Start of SOURCE MATERIAL

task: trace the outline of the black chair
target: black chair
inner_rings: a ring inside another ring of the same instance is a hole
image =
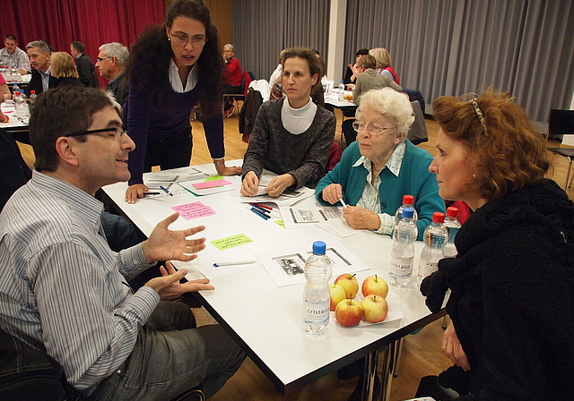
[[[574,135],[574,110],[550,110],[546,141],[549,137],[556,135]],[[564,191],[566,191],[567,188],[572,186],[572,179],[574,179],[574,175],[572,175],[569,184],[568,179],[572,169],[572,160],[574,160],[574,148],[548,148],[548,150],[568,158],[568,173],[566,173],[566,183],[564,183]]]

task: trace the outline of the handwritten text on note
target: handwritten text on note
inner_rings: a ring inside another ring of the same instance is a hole
[[[202,202],[187,203],[185,205],[174,206],[171,209],[179,213],[186,220],[192,220],[194,218],[204,218],[215,214],[215,210],[209,206],[204,205]]]

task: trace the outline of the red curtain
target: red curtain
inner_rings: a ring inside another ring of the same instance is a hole
[[[0,48],[8,33],[24,51],[39,38],[64,52],[79,40],[94,63],[100,45],[119,42],[129,47],[146,26],[165,18],[165,0],[3,0],[1,8]]]

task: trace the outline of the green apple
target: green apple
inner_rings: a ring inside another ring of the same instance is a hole
[[[380,295],[367,295],[361,301],[363,319],[370,323],[383,321],[388,313],[387,300]]]
[[[338,284],[344,289],[345,298],[354,298],[359,292],[359,283],[354,274],[342,274],[335,279],[335,284]]]
[[[344,288],[343,288],[338,284],[331,284],[329,285],[329,290],[331,291],[331,304],[329,306],[329,309],[331,311],[335,311],[335,308],[337,307],[337,304],[346,298]]]
[[[375,294],[387,298],[388,294],[388,284],[377,275],[370,276],[362,282],[361,291],[363,296]]]
[[[343,300],[335,309],[335,318],[341,326],[345,328],[357,326],[362,319],[362,307],[354,299]]]

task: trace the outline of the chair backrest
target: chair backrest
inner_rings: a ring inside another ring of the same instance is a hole
[[[0,399],[64,401],[78,394],[53,358],[0,330]]]
[[[31,178],[31,171],[24,162],[12,135],[0,129],[0,177],[4,183],[0,193],[0,210],[12,194]]]
[[[548,119],[549,135],[574,134],[574,110],[550,110]]]

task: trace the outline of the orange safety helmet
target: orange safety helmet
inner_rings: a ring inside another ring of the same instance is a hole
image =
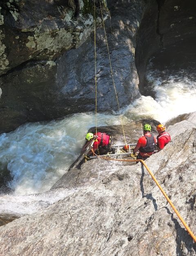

End of SOURCE MATERIAL

WORK REQUIRED: Could you transcribe the entire listing above word for word, leaving out the pictures?

TASK RESULT:
task: trace the outline of the black chair
target: black chair
inner_rings: a ring inside another ring of the same instance is a hole
image =
[[[574,135],[574,110],[550,110],[546,141],[549,137],[556,135]],[[564,191],[566,191],[567,188],[572,186],[572,179],[574,179],[574,175],[572,175],[569,184],[568,179],[572,169],[572,160],[574,160],[574,148],[548,148],[548,150],[568,158],[568,173],[566,173],[566,183],[564,183]]]

task: trace the outline of the handwritten text on note
target: handwritten text on note
inner_rings: a ring inside another ring of the same instance is a hole
[[[202,202],[187,203],[185,205],[174,206],[171,209],[179,213],[186,220],[192,220],[194,218],[204,218],[215,214],[215,210],[209,206],[204,205]]]

task: trace the outline of the red curtain
target: red curtain
inner_rings: a ring inside another ring of the same instance is a hole
[[[0,48],[8,33],[24,51],[39,38],[64,52],[79,40],[94,63],[100,45],[119,42],[129,47],[146,26],[165,18],[165,0],[3,0],[1,8]]]

task: trace the outline of the green apple
target: green apple
inner_rings: a ring inside another ring of the same instance is a hole
[[[380,295],[367,295],[361,301],[363,319],[370,323],[383,321],[388,313],[387,300]]]
[[[338,284],[344,289],[345,298],[354,298],[359,292],[359,283],[354,274],[342,274],[335,279],[335,284]]]
[[[344,288],[343,288],[338,284],[331,284],[329,285],[329,290],[331,291],[331,304],[329,306],[329,309],[331,311],[335,311],[335,308],[337,307],[337,304],[346,298]]]
[[[375,294],[387,298],[388,294],[388,284],[377,275],[370,276],[362,282],[361,291],[363,296]]]
[[[343,300],[335,309],[335,318],[341,326],[345,328],[357,326],[362,319],[362,307],[354,299]]]

task: trace the outline of the chair backrest
target: chair backrest
inner_rings: a ring inside another ring of the same instance is a hole
[[[0,399],[64,401],[78,394],[53,358],[0,330]]]
[[[31,178],[31,171],[24,162],[12,135],[0,129],[0,177],[4,183],[0,193],[0,210],[12,194]]]
[[[548,119],[549,135],[574,134],[574,110],[550,110]]]

task: trace the outline of the orange safety helmet
target: orange safety helmet
inner_rings: a ring inside another ring of the same instance is a hole
image =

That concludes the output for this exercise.